• **Alıştırma amacı**
Öğrenen özerkliğiyle ilgili metinde geçen şu cümleyi İngilizceye çevirin: “Öğrenme ve öğretme sürecinde öğrenci ve öğretmenlerin rollerinin değişmesi alana öğrenen özerkliği kavramını getirmiştir.”

Nunan (1995;133-134)’a göre; öğrenci merkezli programda geleneksel programda da bulunan benzer bileşenler vardır. Ancak, öğrenen merkezli programdaki en önemli fark neyin, nasıl, ne zaman öğrenileceği ve nasıl değerlendirileceği ile ilgili kararların öğrenenlerle birlikte verilmesidir. Ayrıca, Nunan (1996,14-15) öğrenenlerin ne öğrenmek ve nasıl öğrenmek istediklerine karar verebilmelerinin gerektiğini belirtmiştir. Öğrenenlerin, öğrenme içeriği ve süreci hakkında karar verebilmelerinde yardımcı olacak bilgi ve becerileri edinebilmeleri için eğitilmelerinde gerekli olan koşulları oluşturmanın öğretmenin görevi olduğunu söylemiştir.

Öğrenenlerin ve öğretmenlerin yabancı dil öğretimindeki geleneksel rollerini değiştiren bir diğer yaklaşım ise iletişimci yaklaşımdır. Bu yaklaşıma göre dilin kurallarından çok bir iletişim aracı olarak kullanılması önemlidir. Bu yaklaşımda öğretim öğrenci merkezlidir ve öğretmenin rolü, öğrencilere amaçlarına uygun bir şekilde iletişim kurmalarına yardımcı olmaktır (Demirel,2008;49-51). İletişimci yaklaşımın uygulandığı sınıflarda öğrencilerin ve öğretmenlerin sorumlulukları değişmektedir. Bu yaklaşımda öğrenciler konuşur, öğretmenler öğrenmeye yardımcı olur. Ayrıca, iletişimci yaklaşımda öğrencilerin kendi öğrenmelerinden sorumlu oldukları düşünülmektedir (Larsen-Freeman, Akt.Yıldırım,2005; 2).

(13)

Yabancı dil öğretiminde öğrenen özerkliği kavramı iletişimci ve öğrenen merkezli yaklaşım gibi yeni eğilimlerden ortaya çıkmıştır. Öğrenme ve öğretme sürecinde öğrenci ve öğretmenlerin rollerinin değişmesi alana öğrenen özerkliği kavramını getirmiştir. Özerklik kavramı için “kişinin bağımsız seçimler yapabilme yeteneği”,“ bağımsızlık, kendi kendini yönetebilme” gibi tanımlar kullanılmaktadır.

Holec, özerkliği “öğrenenin kendi öğrenme sorumluluğunu alma becerisi” olarak tanımlamıştır (Sert,2007;181). Özerklik, öğrenene öğrenme amaçlarının, içeriğinin, öğrenme metodunun ve hızının belirlenmesinde, gelişiminin izlenmesinde ve sonuçların değerlendirilmesinde de sorumluluk vermektedir (Holec, Akt. Benson, 2006;23).

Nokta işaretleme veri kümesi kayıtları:
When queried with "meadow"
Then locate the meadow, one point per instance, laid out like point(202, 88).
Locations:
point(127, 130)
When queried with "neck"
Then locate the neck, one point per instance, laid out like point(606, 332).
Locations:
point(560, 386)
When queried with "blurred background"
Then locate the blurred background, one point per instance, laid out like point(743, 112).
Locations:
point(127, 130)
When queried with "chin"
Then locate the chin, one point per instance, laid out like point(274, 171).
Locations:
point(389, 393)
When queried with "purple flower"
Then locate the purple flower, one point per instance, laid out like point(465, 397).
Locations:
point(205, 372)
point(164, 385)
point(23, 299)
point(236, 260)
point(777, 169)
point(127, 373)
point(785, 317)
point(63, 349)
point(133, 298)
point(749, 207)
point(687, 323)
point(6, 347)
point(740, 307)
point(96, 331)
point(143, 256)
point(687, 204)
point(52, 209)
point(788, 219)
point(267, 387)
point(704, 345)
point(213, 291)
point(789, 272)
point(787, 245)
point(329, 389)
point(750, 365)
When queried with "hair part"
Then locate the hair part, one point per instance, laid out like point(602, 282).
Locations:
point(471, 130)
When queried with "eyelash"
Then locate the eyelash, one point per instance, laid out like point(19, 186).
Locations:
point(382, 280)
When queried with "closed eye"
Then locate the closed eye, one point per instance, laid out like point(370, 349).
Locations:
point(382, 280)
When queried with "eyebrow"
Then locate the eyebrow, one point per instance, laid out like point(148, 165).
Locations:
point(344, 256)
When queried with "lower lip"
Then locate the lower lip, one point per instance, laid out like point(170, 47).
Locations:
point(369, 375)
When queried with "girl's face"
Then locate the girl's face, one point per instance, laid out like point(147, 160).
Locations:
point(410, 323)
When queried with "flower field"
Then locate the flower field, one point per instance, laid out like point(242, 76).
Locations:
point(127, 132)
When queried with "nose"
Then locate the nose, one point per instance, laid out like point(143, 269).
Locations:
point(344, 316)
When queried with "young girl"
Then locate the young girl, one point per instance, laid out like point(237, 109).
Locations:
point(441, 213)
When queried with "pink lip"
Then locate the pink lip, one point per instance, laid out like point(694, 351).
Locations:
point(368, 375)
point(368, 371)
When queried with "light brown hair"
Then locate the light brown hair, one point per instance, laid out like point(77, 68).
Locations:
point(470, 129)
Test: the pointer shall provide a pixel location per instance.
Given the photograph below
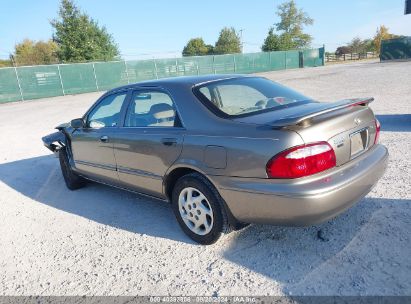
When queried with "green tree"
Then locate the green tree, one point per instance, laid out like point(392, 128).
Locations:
point(382, 33)
point(30, 52)
point(290, 29)
point(197, 47)
point(228, 42)
point(80, 38)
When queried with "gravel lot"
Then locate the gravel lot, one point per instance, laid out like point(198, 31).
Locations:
point(103, 241)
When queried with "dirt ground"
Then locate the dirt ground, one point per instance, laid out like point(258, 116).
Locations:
point(103, 241)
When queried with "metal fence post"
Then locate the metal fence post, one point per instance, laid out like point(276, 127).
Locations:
point(61, 80)
point(269, 61)
point(128, 78)
point(155, 68)
point(18, 83)
point(235, 65)
point(176, 67)
point(95, 76)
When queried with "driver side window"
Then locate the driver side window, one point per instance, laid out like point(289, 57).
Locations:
point(107, 112)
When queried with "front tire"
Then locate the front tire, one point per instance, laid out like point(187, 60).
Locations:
point(199, 209)
point(72, 180)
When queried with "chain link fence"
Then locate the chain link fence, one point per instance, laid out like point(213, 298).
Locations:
point(31, 82)
point(396, 49)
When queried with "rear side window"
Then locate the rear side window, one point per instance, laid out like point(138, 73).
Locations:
point(247, 95)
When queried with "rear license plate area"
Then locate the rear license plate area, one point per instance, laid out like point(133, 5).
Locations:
point(359, 142)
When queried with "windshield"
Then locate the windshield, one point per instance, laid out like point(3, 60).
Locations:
point(247, 95)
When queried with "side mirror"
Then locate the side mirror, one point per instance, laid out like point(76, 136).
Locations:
point(77, 123)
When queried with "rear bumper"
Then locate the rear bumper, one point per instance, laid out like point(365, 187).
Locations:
point(303, 201)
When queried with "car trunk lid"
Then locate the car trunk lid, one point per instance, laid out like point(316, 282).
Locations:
point(347, 125)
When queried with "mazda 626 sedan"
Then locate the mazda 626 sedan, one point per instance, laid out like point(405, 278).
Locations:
point(226, 151)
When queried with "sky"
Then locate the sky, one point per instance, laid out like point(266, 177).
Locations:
point(161, 28)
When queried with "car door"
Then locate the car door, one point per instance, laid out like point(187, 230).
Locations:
point(149, 141)
point(92, 145)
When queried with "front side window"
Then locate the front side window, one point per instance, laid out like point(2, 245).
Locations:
point(107, 112)
point(245, 96)
point(150, 109)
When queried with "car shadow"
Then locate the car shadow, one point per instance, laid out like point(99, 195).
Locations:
point(395, 122)
point(40, 179)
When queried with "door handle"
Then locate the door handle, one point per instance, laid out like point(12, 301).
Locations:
point(169, 141)
point(104, 138)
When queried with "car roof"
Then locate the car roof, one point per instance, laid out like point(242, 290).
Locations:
point(184, 80)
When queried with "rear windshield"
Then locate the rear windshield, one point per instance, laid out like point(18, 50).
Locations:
point(246, 96)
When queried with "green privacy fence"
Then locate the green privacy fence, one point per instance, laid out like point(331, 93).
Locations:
point(31, 82)
point(396, 49)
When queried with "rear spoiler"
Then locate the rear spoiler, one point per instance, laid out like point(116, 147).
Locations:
point(301, 119)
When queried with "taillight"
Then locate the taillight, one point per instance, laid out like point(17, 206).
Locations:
point(377, 131)
point(302, 161)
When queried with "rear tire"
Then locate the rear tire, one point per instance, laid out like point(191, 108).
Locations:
point(72, 180)
point(199, 209)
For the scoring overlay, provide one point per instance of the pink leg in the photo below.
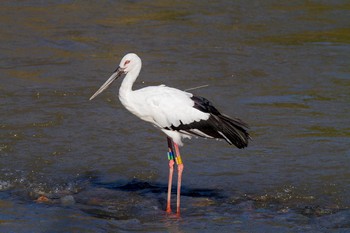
(171, 172)
(180, 168)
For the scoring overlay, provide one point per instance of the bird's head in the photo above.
(130, 62)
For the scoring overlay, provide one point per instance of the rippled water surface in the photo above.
(72, 165)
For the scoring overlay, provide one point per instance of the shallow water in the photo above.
(72, 165)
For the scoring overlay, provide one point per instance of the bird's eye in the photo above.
(126, 62)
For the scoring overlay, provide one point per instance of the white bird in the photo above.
(177, 113)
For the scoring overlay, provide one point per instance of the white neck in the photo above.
(126, 86)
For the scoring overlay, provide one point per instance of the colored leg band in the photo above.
(170, 155)
(178, 160)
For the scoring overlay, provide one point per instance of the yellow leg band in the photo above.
(178, 160)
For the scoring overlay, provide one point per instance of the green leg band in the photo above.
(170, 155)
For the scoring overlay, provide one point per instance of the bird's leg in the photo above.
(180, 168)
(171, 172)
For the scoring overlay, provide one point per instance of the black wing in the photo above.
(233, 130)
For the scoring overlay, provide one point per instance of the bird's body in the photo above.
(177, 113)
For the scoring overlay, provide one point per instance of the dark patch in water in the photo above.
(143, 187)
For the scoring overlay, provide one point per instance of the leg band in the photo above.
(170, 155)
(178, 160)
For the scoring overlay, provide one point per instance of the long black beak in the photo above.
(117, 73)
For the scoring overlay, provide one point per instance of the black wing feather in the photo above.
(233, 130)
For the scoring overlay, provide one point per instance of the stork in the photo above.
(179, 114)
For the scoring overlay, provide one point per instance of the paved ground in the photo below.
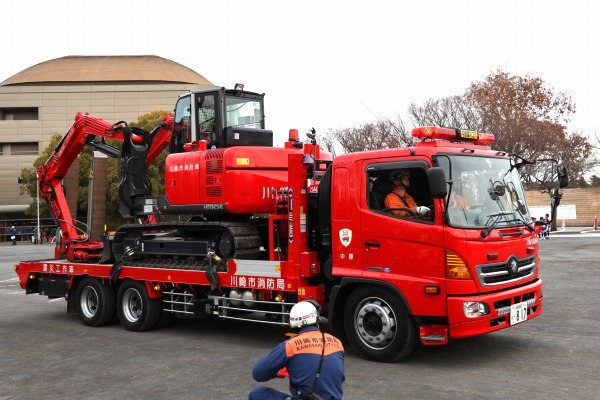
(45, 353)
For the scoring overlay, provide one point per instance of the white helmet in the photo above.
(304, 313)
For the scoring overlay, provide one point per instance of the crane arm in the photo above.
(50, 174)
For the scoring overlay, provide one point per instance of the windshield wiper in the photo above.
(493, 221)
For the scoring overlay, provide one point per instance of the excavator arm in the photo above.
(75, 242)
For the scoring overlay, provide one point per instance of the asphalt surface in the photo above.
(45, 353)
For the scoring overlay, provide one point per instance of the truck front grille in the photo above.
(501, 273)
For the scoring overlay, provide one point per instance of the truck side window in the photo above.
(381, 184)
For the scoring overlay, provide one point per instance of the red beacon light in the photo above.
(453, 134)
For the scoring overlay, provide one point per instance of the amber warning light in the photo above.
(435, 132)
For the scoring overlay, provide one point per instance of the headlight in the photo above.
(474, 309)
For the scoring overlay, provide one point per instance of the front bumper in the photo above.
(499, 305)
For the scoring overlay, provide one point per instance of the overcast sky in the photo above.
(328, 64)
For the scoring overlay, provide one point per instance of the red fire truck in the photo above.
(268, 226)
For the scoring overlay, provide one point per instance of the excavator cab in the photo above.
(221, 118)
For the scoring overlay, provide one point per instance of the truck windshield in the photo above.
(244, 112)
(485, 192)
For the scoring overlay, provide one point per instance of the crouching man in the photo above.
(313, 361)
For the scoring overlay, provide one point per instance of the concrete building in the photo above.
(43, 99)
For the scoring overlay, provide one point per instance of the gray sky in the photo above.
(328, 64)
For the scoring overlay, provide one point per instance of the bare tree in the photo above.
(380, 135)
(451, 111)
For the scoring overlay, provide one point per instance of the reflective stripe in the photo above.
(311, 342)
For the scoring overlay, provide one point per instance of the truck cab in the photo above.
(468, 267)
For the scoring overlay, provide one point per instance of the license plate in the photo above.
(518, 313)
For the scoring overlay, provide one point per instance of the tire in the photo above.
(378, 324)
(95, 302)
(137, 311)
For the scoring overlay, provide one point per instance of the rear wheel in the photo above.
(137, 311)
(95, 302)
(378, 324)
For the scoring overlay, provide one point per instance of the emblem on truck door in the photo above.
(345, 236)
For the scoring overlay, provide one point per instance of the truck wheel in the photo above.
(95, 302)
(137, 311)
(378, 324)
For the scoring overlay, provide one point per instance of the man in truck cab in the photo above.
(399, 198)
(313, 360)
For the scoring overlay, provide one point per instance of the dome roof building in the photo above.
(43, 99)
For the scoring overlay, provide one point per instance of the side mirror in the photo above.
(437, 182)
(563, 175)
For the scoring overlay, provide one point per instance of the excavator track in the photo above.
(184, 245)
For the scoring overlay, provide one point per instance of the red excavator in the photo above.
(222, 171)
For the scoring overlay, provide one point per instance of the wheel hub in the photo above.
(89, 302)
(132, 305)
(375, 323)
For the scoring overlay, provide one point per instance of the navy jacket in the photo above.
(301, 356)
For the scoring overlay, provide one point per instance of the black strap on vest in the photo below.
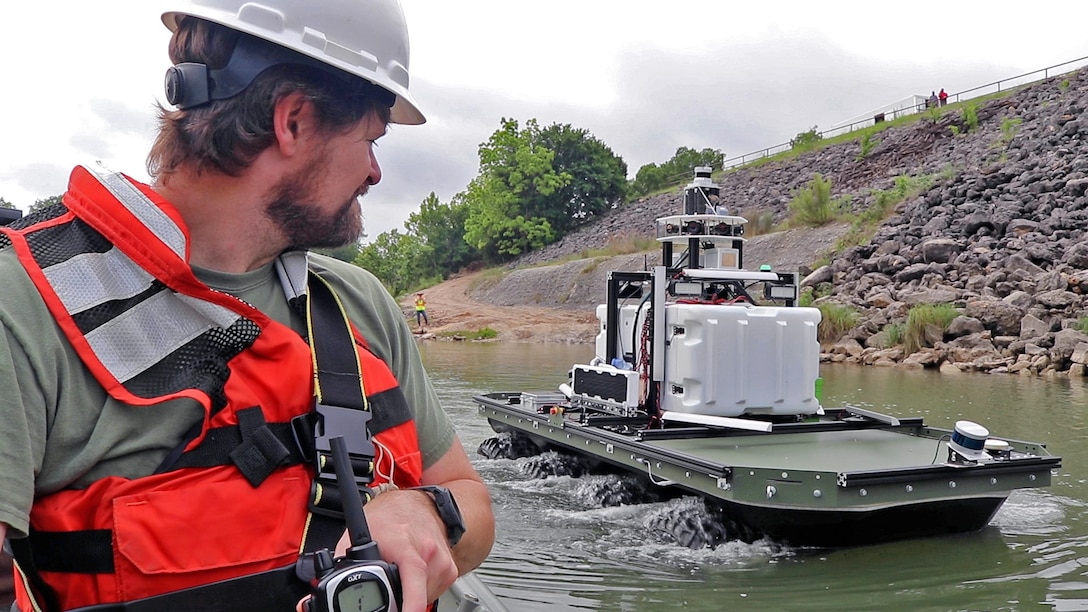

• **Alıştırma yanıtı**
The change in the roles of students and teachers in the learning and teaching process brought the concept of learner autonomy into the field.